Records from an annotation dataset >>

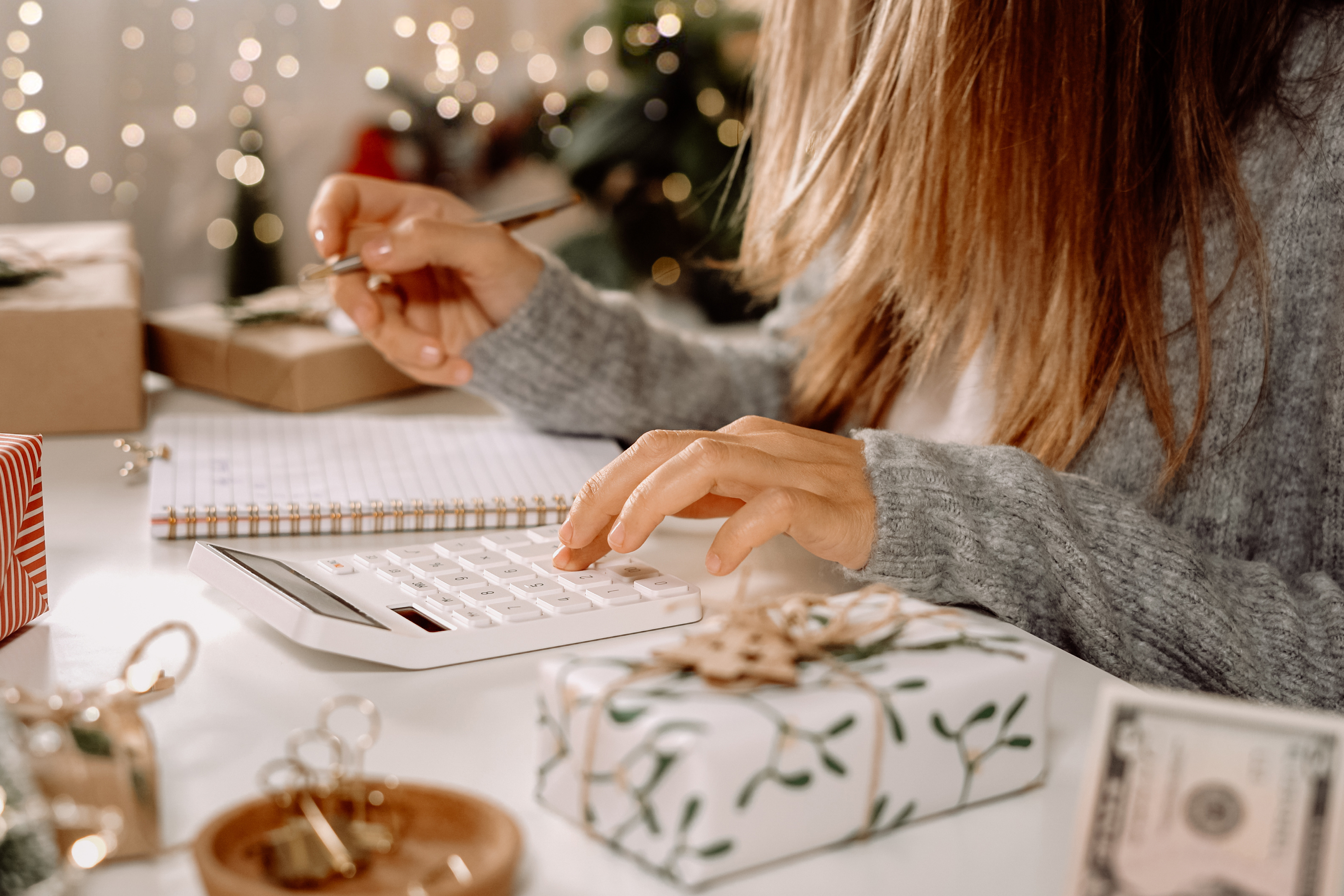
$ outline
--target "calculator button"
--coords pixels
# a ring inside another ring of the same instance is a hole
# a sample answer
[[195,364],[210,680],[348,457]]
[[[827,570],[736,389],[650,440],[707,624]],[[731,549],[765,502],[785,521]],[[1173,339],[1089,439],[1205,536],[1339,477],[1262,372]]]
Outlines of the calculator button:
[[378,578],[387,579],[388,582],[410,582],[415,578],[415,574],[402,567],[383,567],[378,571]]
[[402,591],[411,596],[422,598],[426,594],[434,594],[438,588],[425,579],[411,579],[410,582],[402,582]]
[[434,547],[430,544],[407,544],[401,548],[387,548],[383,553],[398,563],[410,563],[411,560],[423,560],[425,557],[434,556]]
[[577,594],[542,594],[536,596],[536,606],[551,615],[582,613],[593,609],[591,603]]
[[480,539],[449,539],[448,541],[435,541],[434,552],[445,557],[456,557],[458,553],[469,553],[472,551],[481,549]]
[[579,570],[578,572],[562,572],[555,576],[569,591],[579,594],[589,588],[612,584],[612,575],[606,570]]
[[653,576],[650,579],[640,579],[634,583],[634,590],[642,594],[645,598],[671,598],[677,594],[685,594],[691,590],[691,586],[671,575]]
[[527,531],[527,537],[534,541],[555,541],[560,537],[560,524],[555,525],[539,525],[535,529]]
[[531,567],[521,567],[516,563],[507,567],[487,570],[482,575],[495,584],[512,584],[513,582],[527,582],[528,579],[536,578],[536,572],[534,572]]
[[628,553],[609,553],[597,563],[594,563],[598,570],[607,570],[610,567],[634,567],[634,566],[649,566],[640,557],[632,557]]
[[481,548],[469,553],[458,553],[456,560],[464,570],[474,570],[477,572],[489,570],[491,567],[507,567],[513,563],[513,560],[509,560],[499,551],[484,551]]
[[512,603],[492,603],[485,607],[485,613],[491,614],[500,622],[527,622],[528,619],[540,619],[542,611],[527,600],[513,600]]
[[618,607],[622,603],[634,603],[640,599],[640,592],[628,584],[603,584],[589,588],[583,596],[601,607]]
[[476,575],[474,572],[449,572],[446,575],[434,576],[434,584],[438,586],[439,591],[457,594],[462,588],[478,588],[480,586],[489,583],[485,582],[485,576]]
[[507,551],[515,544],[532,544],[532,539],[527,537],[527,532],[491,532],[481,536],[481,544],[491,551]]
[[513,603],[517,600],[516,594],[511,594],[508,588],[501,588],[497,584],[484,584],[478,588],[462,588],[457,592],[457,596],[473,607],[484,607],[488,603]]
[[491,625],[491,618],[485,615],[484,610],[473,610],[472,607],[458,607],[453,610],[453,622],[458,625],[468,626],[470,629],[484,629]]
[[606,567],[606,572],[610,574],[614,582],[636,582],[638,579],[649,579],[656,575],[661,575],[657,570],[650,566],[644,566],[640,563],[620,566],[620,567]]
[[535,598],[539,594],[560,594],[564,588],[560,587],[559,582],[551,579],[532,579],[511,584],[509,591],[523,598]]
[[456,596],[453,596],[450,594],[445,594],[442,591],[439,591],[438,594],[430,594],[430,595],[427,595],[427,598],[429,599],[425,600],[425,603],[429,604],[431,609],[438,610],[439,613],[444,613],[444,614],[449,614],[453,610],[457,610],[457,609],[461,609],[461,607],[466,606],[465,603],[462,603],[461,600],[458,600]]
[[426,560],[415,560],[413,563],[407,563],[406,566],[410,567],[411,570],[415,570],[417,574],[429,579],[434,578],[435,575],[444,575],[445,572],[461,571],[461,567],[458,567],[456,563],[449,563],[448,560],[444,560],[437,556]]
[[530,541],[528,544],[513,545],[504,553],[513,557],[517,563],[532,563],[534,560],[550,560],[559,549],[559,541]]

Work to complete >> Reproduce every item above verbatim, leaving out the pictures.

Result >>
$ outline
--target "calculator button"
--coords pixels
# a ring inside another ring of the same instance is a hole
# a sample answer
[[195,364],[210,680],[348,457]]
[[[827,570],[736,389],[650,440],[707,624]],[[731,549],[765,502],[785,521]],[[1173,339],[1089,439],[1205,536],[1339,477],[1262,372]]]
Outlines of the calculator button:
[[378,578],[387,579],[388,582],[410,582],[415,578],[415,574],[402,567],[383,567],[378,571]]
[[402,591],[411,596],[422,598],[426,594],[434,594],[438,588],[425,579],[411,579],[410,582],[402,582]]
[[434,547],[430,544],[407,544],[401,548],[387,548],[383,553],[398,563],[410,563],[411,560],[423,560],[425,557],[434,556]]
[[577,594],[542,594],[536,596],[536,606],[551,615],[582,613],[593,609],[591,603]]
[[480,539],[449,539],[448,541],[435,541],[434,552],[445,557],[456,557],[458,553],[469,553],[472,551],[481,549]]
[[579,570],[578,572],[562,572],[555,576],[569,591],[579,594],[589,588],[612,584],[612,575],[606,570]]
[[653,576],[650,579],[640,579],[634,583],[634,590],[642,594],[645,598],[671,598],[677,594],[685,594],[691,590],[691,586],[671,575]]
[[527,531],[527,537],[534,541],[555,541],[560,537],[560,524],[555,525],[539,525],[535,529]]
[[531,567],[521,567],[516,563],[507,567],[487,570],[482,575],[495,584],[512,584],[513,582],[527,582],[528,579],[536,578],[536,572],[534,572]]
[[628,553],[609,553],[597,563],[594,563],[598,570],[607,570],[610,567],[634,567],[634,566],[649,566],[640,557],[632,557]]
[[481,548],[469,553],[458,553],[456,560],[464,570],[474,570],[477,572],[489,570],[491,567],[507,567],[513,563],[513,560],[509,560],[499,551],[484,551]]
[[512,603],[492,603],[485,607],[485,613],[491,614],[500,622],[527,622],[528,619],[540,619],[542,611],[527,600],[513,600]]
[[618,607],[622,603],[634,603],[640,599],[640,592],[628,584],[603,584],[589,588],[583,596],[601,607]]
[[476,575],[474,572],[449,572],[446,575],[434,576],[434,584],[438,586],[439,591],[457,594],[462,588],[478,588],[480,586],[489,583],[485,582],[485,576]]
[[507,551],[515,544],[532,544],[532,539],[527,537],[527,532],[491,532],[481,536],[481,544],[491,551]]
[[513,603],[517,600],[516,594],[511,594],[508,588],[501,588],[497,584],[484,584],[478,588],[462,588],[457,592],[457,596],[473,607],[484,607],[488,603]]
[[491,625],[491,618],[485,615],[484,610],[473,610],[472,607],[458,607],[453,610],[453,622],[458,625],[468,626],[470,629],[484,629]]
[[606,567],[606,572],[610,574],[614,582],[636,582],[638,579],[649,579],[656,575],[661,575],[657,570],[650,566],[644,566],[640,563],[620,566],[620,567]]
[[535,598],[539,594],[560,594],[564,588],[560,587],[559,582],[551,579],[532,579],[511,584],[509,591],[523,598]]
[[456,596],[453,596],[450,594],[445,594],[442,591],[439,591],[438,594],[430,594],[430,595],[427,595],[427,598],[429,599],[425,600],[425,603],[429,604],[431,609],[438,610],[439,613],[444,613],[444,614],[449,614],[453,610],[457,610],[457,609],[461,609],[461,607],[466,606],[465,603],[462,603],[461,600],[458,600]]
[[426,560],[415,560],[413,563],[407,563],[406,566],[410,567],[411,570],[415,570],[417,574],[429,579],[434,578],[435,575],[444,575],[445,572],[461,571],[461,567],[458,567],[456,563],[449,563],[448,560],[444,560],[437,556]]
[[530,541],[528,544],[513,545],[504,553],[513,557],[517,563],[532,563],[534,560],[550,560],[559,549],[559,541]]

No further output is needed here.